▶ [Text excerpt]
* * *

# Blocking 14 Comfrey VS Russian Comfrey



## Woodpecker (Mar 8, 2007)

What is the difference between the 2 and if you could only have one which would it be and why? TYIA!


----------



## ChristieAcres (Apr 11, 2009)

*Common Comfrey *(Symphytum Officinale), produces seeds, is easily spread, and considered noxious (avoid this one!).

*Prickly Comfrey *(Symphytum Asperum), also produces seeds, is easily spread, and considered noxious (avoid this one)

*Russian Bocking Cultivars* (known as Symphytum Uplandica by most Herbalists): The Bocking Cultivars were developed to be sterile (don't set seed), primarily for both critter and people food. The latter was rejected as an option due to PA's, which decrease in the leaves during the season. 

- Bocking 1
- Bocking 2
- Bocking 3
- Bocking 4
- Bocking 5
- Bocking 6
- Bocking 7
- Bocking 8
- Bocking 9
- Bocking 10
- Bocking 11
- Bocking 12
- Bocking 13
*- Bocking 14 - Was the winner on all fronts as the best Bocking choice!*
- Bocking 15
- Bocking 17
- Bocking 18
- Bocking 19
- Bocking 20
- Bocking 21

The best resource I have found is, *"Comfrey, Past, Present, and Future,"* by Lawrence D Hills.

Comfrey has many uses and I grow only Bocking 14! I use it for mulch in our garden & orchard, in my compost piles, to make fertilizer with, to feed to my critters, for medicinal uses, and I drink Comfrey Tea (not recommended, but I am obviously still alive).

I already posted this on another Comfrey thread posted today. Bockingq14 Comfrey. Already enough reason is posted above, but there is more. I'll post again tomorrow, going to bed now.


----------



## Woodpecker (Mar 8, 2007)

lorichristie said:


> *Common Comfrey *(Symphytum Officinale), produces seeds, is easily spread, and considered noxious (avoid this one!).
> 
> *Prickly Comfrey *(Symphytum Asperum), also produces seeds, is easily spread, and considered noxious (avoid this one)
> 
> ...


Thank you Lori! I knew you would know and was hoping you would post.


----------

* * *

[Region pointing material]
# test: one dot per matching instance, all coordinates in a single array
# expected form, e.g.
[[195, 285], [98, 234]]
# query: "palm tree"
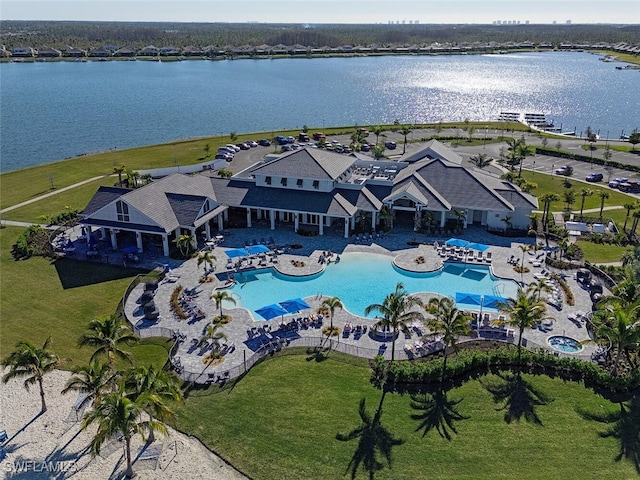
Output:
[[330, 304], [157, 387], [94, 379], [628, 207], [481, 160], [119, 169], [221, 296], [206, 258], [620, 326], [603, 194], [395, 313], [211, 333], [107, 336], [522, 312], [185, 244], [404, 131], [448, 321], [460, 217], [584, 193], [547, 199], [31, 363], [118, 415], [377, 131]]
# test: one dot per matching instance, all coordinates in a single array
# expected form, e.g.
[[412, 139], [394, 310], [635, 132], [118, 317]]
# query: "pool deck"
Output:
[[421, 258]]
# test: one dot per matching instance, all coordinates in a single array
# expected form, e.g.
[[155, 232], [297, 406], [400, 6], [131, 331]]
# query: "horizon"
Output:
[[323, 12]]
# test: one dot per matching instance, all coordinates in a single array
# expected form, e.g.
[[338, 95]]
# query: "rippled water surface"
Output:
[[51, 111]]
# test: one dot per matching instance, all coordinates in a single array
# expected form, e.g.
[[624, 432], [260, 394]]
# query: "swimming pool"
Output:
[[360, 279]]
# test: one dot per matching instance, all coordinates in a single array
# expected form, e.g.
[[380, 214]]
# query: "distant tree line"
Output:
[[38, 34]]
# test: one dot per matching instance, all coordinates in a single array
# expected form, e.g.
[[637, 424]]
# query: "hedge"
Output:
[[399, 375], [586, 158]]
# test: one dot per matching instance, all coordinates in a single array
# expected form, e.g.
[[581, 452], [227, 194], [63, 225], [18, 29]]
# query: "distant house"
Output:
[[100, 52], [48, 52], [23, 52], [149, 51], [74, 52], [312, 189], [191, 51], [169, 51], [124, 52]]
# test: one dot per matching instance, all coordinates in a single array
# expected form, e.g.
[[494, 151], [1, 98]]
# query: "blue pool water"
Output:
[[360, 279]]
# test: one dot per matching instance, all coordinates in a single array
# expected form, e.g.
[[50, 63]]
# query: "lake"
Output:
[[51, 111]]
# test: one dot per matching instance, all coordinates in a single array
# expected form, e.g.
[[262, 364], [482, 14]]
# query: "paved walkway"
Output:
[[247, 334]]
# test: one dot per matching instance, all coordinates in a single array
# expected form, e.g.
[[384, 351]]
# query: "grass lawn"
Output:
[[41, 298], [555, 184], [76, 198], [599, 253], [281, 421]]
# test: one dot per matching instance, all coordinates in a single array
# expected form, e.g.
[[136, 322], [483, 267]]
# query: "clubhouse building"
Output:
[[311, 190]]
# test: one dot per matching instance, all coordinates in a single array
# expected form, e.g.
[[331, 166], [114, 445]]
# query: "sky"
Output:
[[327, 11]]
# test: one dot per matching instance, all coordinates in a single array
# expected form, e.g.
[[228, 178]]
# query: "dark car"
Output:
[[564, 170]]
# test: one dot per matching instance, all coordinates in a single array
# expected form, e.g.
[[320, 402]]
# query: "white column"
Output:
[[194, 240], [139, 241], [165, 244]]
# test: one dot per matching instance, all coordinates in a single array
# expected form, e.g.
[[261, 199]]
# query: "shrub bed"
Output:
[[401, 374]]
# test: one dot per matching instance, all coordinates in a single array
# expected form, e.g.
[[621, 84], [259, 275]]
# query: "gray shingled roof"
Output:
[[103, 197], [308, 163]]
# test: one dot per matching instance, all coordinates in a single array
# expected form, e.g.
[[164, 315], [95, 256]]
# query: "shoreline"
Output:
[[504, 50]]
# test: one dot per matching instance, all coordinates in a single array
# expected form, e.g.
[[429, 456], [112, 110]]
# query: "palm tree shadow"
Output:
[[519, 398], [624, 426], [437, 411], [374, 441]]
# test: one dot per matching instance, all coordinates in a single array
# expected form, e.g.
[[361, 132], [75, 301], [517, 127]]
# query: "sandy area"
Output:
[[53, 446]]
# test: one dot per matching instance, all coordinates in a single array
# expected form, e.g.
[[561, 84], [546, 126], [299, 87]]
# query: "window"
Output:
[[123, 211]]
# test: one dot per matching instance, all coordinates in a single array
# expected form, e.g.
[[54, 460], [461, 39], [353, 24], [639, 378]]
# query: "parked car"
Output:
[[564, 170], [615, 183], [630, 187]]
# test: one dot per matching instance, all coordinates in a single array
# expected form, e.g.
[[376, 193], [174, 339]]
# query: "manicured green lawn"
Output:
[[600, 253], [40, 298], [281, 421], [76, 198]]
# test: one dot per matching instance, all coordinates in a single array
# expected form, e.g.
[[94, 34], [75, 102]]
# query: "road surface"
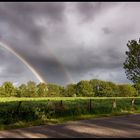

* * *

▶ [To do]
1. Decide whether each statement agrees with the comfrey thread. Answer yes or no for each, and quote the words of the text that settle it.
(a) Common comfrey produces seeds.
(b) The Bocking cultivars were developed to set seed.
(c) ChristieAcres grows several Bocking cultivars.
2. In the comfrey thread, which book does ChristieAcres call the best resource found?

▶ [Results of the exercise]
1.
(a) Yes: "produces seeds, is easily spread, and considered noxious"
(b) No: "developed to be sterile (don't set seed)"
(c) No: "I grow only Bocking 14!"

2. "Comfrey, Past, Present, and Future," by Lawrence D Hills.